### Text shown:
================
__ Summary and Contributions__: This paper combines A* sampling and direct optimization to construct novel policy gradient method named direct policy gradient (DirPG). The authors apply direct optimization to optimize policy to discrete actions and use A* sampling to find near-optimal action w.r.t. direct objective of RL problem. To mapping direct optimization to RL problem, the authors introduce two trajectories $a_opt$ and $a_dir$, and define direct policy gradient using these trajectories.
The authors provide detailed ablation empirical studies about their own work. However, to solve combinatorial bandit problems, there are other algorithms such as CUCB (Chen, Wei, Yajun Wang, and Yang Yuan. "Combinatorial multi-armed bandit: General framework and applications." ICML. 2013.). Also, many RL algorithms are applied to grid environments with theoretical guarantees of performance. Moreover, there are many MCTS-based algorithms to solve large-scale black-box planning. I think more intuitive and empirical comparison should be provided.

__ Strengths__: This paper combines A* sampling and direct optimization and it seems a way to good performance.

__ Weaknesses__: However, empirical comparison is not enough to show the advantage of the proposed algorithm. Moreover, it seems hard to apply to large-scale environments. First, if it is only applicable to tabular cases, theoretical derivation should be added such as PAC-guarantee or regret analysis. In contrast, if it is applicable to large-scale black-box planning, it should be compared with MCTS-based algorithms because MCTS is the most popular approach to solve large-scale black-box planning problems.

__ Correctness__: Claims are correct and sound. Also, empirical methodology also seems correct.

__ Clarity__: This paper is well written

__ Relation to Prior Work__: The authors compare their work with simple baselines. However, there is no theoretical or empirical comparison with similar works such as MCTS-based algorithms.
================
### Challenge:
Please return, word for word, the part of the review that opens with the words containing "The authors provide" and closes with "should be provided.". Rely on the review above and nothing else.

Bounding box annotation entries
================
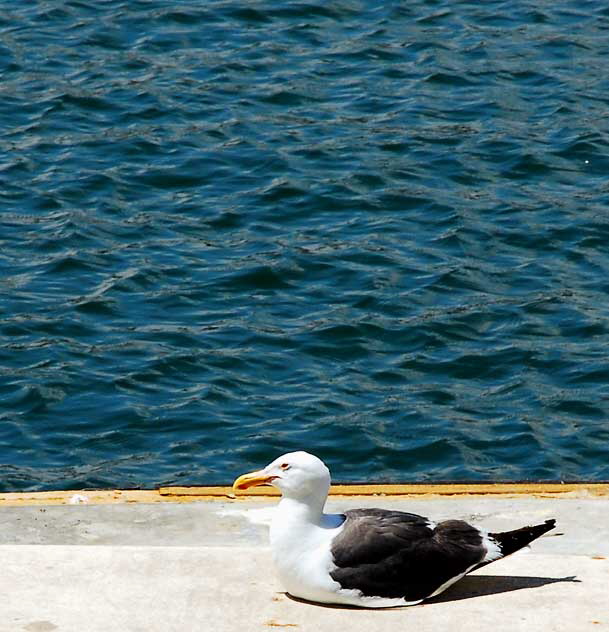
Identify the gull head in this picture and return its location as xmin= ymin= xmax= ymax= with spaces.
xmin=233 ymin=452 xmax=330 ymax=500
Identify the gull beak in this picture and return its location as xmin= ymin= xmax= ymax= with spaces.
xmin=233 ymin=470 xmax=277 ymax=492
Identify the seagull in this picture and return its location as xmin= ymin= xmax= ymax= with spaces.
xmin=233 ymin=452 xmax=556 ymax=608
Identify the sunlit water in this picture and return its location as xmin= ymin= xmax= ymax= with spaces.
xmin=0 ymin=0 xmax=609 ymax=491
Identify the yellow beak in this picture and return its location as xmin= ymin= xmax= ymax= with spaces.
xmin=233 ymin=470 xmax=277 ymax=492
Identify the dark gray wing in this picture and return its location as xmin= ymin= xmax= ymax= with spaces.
xmin=330 ymin=509 xmax=486 ymax=601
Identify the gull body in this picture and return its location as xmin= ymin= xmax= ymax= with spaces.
xmin=233 ymin=452 xmax=554 ymax=608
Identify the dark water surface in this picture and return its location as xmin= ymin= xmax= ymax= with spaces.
xmin=0 ymin=0 xmax=609 ymax=491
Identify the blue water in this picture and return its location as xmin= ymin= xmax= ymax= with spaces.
xmin=0 ymin=0 xmax=609 ymax=491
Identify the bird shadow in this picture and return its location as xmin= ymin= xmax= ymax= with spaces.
xmin=284 ymin=575 xmax=581 ymax=610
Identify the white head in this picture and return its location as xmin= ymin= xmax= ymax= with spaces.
xmin=233 ymin=452 xmax=330 ymax=502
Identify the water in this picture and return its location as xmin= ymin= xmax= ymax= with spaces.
xmin=0 ymin=0 xmax=609 ymax=491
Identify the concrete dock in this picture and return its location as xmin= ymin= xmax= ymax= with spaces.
xmin=0 ymin=486 xmax=609 ymax=632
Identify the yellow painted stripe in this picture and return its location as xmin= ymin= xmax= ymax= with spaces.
xmin=0 ymin=483 xmax=609 ymax=507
================
### Output:
The authors provide detailed ablation empirical studies about their own work. However, to solve combinatorial bandit problems, there are other algorithms such as CUCB (Chen, Wei, Yajun Wang, and Yang Yuan. "Combinatorial multi-armed bandit: General framework and applications." ICML. 2013.). Also, many RL algorithms are applied to grid environments with theoretical guarantees of performance. Moreover, there are many MCTS-based algorithms to solve large-scale black-box planning. I think more intuitive and empirical comparison should be provided.